(Exercise objective):
Reproduce the lines below with every "keypoint" replaced by "marker point" and everything else unchanged. Omit the pictures from your output.

(Provided data):
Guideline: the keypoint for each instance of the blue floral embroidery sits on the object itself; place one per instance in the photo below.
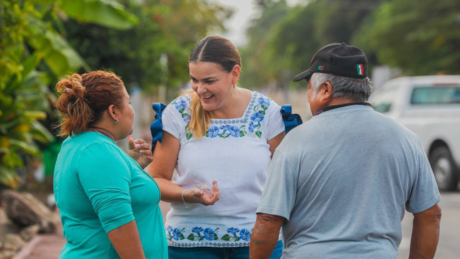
(181, 104)
(175, 233)
(245, 234)
(252, 126)
(233, 231)
(234, 131)
(209, 234)
(213, 132)
(257, 117)
(264, 101)
(197, 230)
(252, 129)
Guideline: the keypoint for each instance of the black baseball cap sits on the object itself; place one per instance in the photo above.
(338, 59)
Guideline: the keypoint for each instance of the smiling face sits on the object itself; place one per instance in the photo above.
(212, 84)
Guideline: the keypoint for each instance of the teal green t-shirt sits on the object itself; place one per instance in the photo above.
(98, 188)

(Solution to the problem):
Guideline: the marker point for each instance of the blue floral embroidery sits on the object itself; place one per instance in the photo below.
(181, 104)
(175, 233)
(245, 234)
(252, 126)
(233, 231)
(234, 131)
(209, 234)
(213, 132)
(257, 117)
(264, 101)
(197, 230)
(252, 129)
Guideline: the marker point for each instance of the black baseball cap sits on the object itself; place one per instance in the photo above.
(338, 59)
Guideline: the marker point for each instance of the smiling face sits on the object itself; place one per instance in the photo above.
(212, 84)
Guideline: the marker point for each instance of the teal green t-shirt sits on the object itself; place one per instance in the photo above.
(98, 188)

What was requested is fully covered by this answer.